Power Consumption Control of a Receiver

The present disclosure relates generally to the field of wireless communication. More particularly, it relates to power consumption control of a receiver for wireless communication.

Power consumption is a general concern for communication devices. This concern is particularly relevant for communication devices powered by a source with limited and relatively low available energy (e.g., non-chargeable battery), and for communication devices powered by a fluctuating energy availability (e.g., energy harvesting).

Typically, power consumption for a receiver can be lowered by using less complex processing. However, this often entails degraded reception performance (e.g., increased probability of missed detection, and/or increased probability of error in demodulation/decoding).

Therefore, there is a need for approaches to power consumption control for receivers. Preferably, the approaches would provide reduced power consumption compared to other approaches, while maintaining acceptable reception performance.

It should be emphasized that the term “comprises/comprising” (replaceable by “includes/including”) when used in this specification is taken to specify the presence of stated features, integers, steps, or components, but does not preclude the presence or addition of one or more other features, integers, steps, components, or groups thereof. As used herein, the singular forms “a”, “an” and “the” are intended to include the plural forms as well, unless the context clearly indicates otherwise.

Generally, when an arrangement is referred to herein, it is to be understood as a physical product; e.g., an apparatus. The physical product may comprise one or more parts, such as controlling circuitry in the form of one or more controllers, one or more processors, or the like.

It is an object of some embodiments to solve or mitigate, alleviate, or eliminate at least some of the above or other disadvantages.

A first aspect is a method for power consumption control of a receiver configurable in different operational modes, wherein each of the operational modes is associated with a respective power consumption of the receiver, wherein at least two of the respective power consumptions are different, and wherein at least two of the operational modes have different hardware settings. The method comprises selecting one of the operational modes for an upcoming reception occasion, wherein the selection of the operational mode is based on one or more selection parameters which include an expected modulation and coding scheme (MCS) for the upcoming reception occasion.

PROVIDED RECORDS:

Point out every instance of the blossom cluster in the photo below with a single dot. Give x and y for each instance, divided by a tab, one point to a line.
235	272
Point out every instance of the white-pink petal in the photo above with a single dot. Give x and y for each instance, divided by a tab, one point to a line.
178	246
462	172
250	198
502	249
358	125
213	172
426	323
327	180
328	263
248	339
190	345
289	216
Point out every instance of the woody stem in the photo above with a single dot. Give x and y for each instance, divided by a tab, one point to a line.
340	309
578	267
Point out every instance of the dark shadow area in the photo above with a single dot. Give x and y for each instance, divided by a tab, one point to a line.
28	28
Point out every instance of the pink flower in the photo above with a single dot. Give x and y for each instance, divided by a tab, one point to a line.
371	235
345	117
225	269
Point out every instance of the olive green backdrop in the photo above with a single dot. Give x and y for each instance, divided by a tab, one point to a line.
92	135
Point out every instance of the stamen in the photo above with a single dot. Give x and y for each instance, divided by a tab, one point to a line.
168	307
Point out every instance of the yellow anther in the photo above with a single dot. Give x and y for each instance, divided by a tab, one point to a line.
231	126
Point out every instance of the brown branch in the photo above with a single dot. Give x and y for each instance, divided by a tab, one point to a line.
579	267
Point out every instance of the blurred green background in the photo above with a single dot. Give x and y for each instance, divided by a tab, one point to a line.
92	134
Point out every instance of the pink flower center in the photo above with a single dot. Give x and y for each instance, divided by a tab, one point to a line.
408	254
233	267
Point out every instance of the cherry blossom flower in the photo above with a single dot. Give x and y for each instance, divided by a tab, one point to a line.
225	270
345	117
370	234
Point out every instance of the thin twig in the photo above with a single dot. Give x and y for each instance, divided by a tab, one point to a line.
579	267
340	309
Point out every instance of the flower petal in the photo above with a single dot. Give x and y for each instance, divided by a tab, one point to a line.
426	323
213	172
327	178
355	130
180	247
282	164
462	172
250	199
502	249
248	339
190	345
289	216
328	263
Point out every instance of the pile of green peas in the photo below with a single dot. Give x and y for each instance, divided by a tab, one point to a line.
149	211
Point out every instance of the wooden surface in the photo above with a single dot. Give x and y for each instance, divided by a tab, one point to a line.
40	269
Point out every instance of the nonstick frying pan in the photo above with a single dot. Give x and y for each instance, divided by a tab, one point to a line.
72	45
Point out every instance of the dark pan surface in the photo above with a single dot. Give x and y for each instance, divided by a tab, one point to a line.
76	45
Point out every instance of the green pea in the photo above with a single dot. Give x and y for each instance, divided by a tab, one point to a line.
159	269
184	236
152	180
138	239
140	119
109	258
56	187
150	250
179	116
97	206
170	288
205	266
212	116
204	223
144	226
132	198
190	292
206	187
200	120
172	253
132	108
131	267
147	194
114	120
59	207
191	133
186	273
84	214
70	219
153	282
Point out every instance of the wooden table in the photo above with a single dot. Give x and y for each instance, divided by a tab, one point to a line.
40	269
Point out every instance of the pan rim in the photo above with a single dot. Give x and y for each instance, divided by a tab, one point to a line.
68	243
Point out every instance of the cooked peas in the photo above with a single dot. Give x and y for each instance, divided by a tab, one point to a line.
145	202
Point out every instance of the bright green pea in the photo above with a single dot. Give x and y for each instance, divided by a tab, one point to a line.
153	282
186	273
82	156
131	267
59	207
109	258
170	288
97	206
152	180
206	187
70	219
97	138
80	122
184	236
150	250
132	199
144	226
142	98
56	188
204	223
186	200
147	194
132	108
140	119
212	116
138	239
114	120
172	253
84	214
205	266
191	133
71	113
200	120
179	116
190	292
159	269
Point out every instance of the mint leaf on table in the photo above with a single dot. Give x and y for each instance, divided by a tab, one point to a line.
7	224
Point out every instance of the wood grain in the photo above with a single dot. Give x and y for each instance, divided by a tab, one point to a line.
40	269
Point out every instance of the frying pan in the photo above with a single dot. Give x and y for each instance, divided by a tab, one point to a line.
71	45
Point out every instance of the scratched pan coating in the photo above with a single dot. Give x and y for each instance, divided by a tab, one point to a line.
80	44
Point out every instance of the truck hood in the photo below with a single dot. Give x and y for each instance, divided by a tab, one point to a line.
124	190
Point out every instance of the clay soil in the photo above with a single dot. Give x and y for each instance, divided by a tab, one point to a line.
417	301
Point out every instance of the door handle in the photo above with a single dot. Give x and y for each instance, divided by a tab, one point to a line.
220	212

PARTS OF THE EXERCISE:
1: Lay out the entries as a numbered list, from the line containing "Point out every instance of the frying" through the last line of the entries, leaving out any blank lines.
2: Continue the passage on receiver power consumption control from the point where it stops.

THE REPLIES:
1:
1. Point out every instance of the frying pan in the photo above with a single dot. Give x and y for each instance, divided by a tab, one point to a line.
2. 71	45
3. Point out every instance of the scratched pan coating in the photo above with a single dot. Give x and y for each instance, divided by a tab, one point to a line.
4. 80	44
5. Point out every instance of the truck hood in the photo below with a single dot. Give x and y for each instance, divided by a tab, one point to a line.
6. 124	190
7. Point out every instance of the clay soil in the photo above with a single dot. Give x and y for each instance, divided by a tab, one point to a line.
8. 417	301
9. Point out every instance of the door handle in the photo above with a single dot. Give x and y for each instance, divided by a tab, one point to a line.
10. 220	212

2:
In some embodiments, the expected MCS is either of: a known MCS, a MCS of a previous reception occasion, and a worst case MCS.

In some embodiments, the known MCS is a predefined MCS for a known channel type of the upcoming reception occasion.

In some embodiments, the one or more selection parameters further include one or more of: an expected numerology for the upcoming reception occasion, an expected sub-carrier spacing for the upcoming reception occasion, and an expected cyclic prefix length for the upcoming reception occasion.

In some embodiments, the one or more selection parameters further include a mobility state of the receiver.

In some embodiments, the one or more selection parameters further include an expected signal quality for the upcoming reception occasion.

In some embodiments, the method further comprises performing measurements to determine the expected signal quality.

In some embodiments, at least two of the operational modes define different numbers of reference signals to be used for synchronization in preparation for the upcoming reception occasion, and/or different reference signal bandwidths to be used for synchronization in preparation for the upcoming reception occasion.

In some embodiments, each of the operational modes has an expected synchronization error, wherein the one or more selection parameters are associated with an acceptable synchronization error, and wherein the expected synchronization error of the selected operational mode is smaller than, or equal to, the acceptable synchronization error of the one or more selection parameters.

In some embodiments, selecting one of the operational modes comprises determining a collection of operational modes with expected synchronization error smaller than, or equal to, the acceptable synchronization error of the one or more selection parameters, and selecting one of the operational modes of the collection.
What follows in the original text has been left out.